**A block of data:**
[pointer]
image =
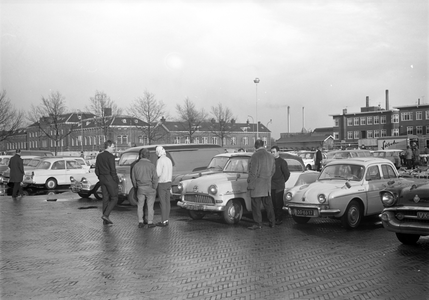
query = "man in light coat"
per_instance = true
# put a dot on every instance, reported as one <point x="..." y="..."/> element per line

**TASK BRIEF:** Output all of the rows above word for word, leaving out the picture.

**EXERCISE RESULT:**
[pointer]
image =
query = "man in light coat"
per_instance = true
# put a dot on every instance, reported as one <point x="..." y="..."/> element per line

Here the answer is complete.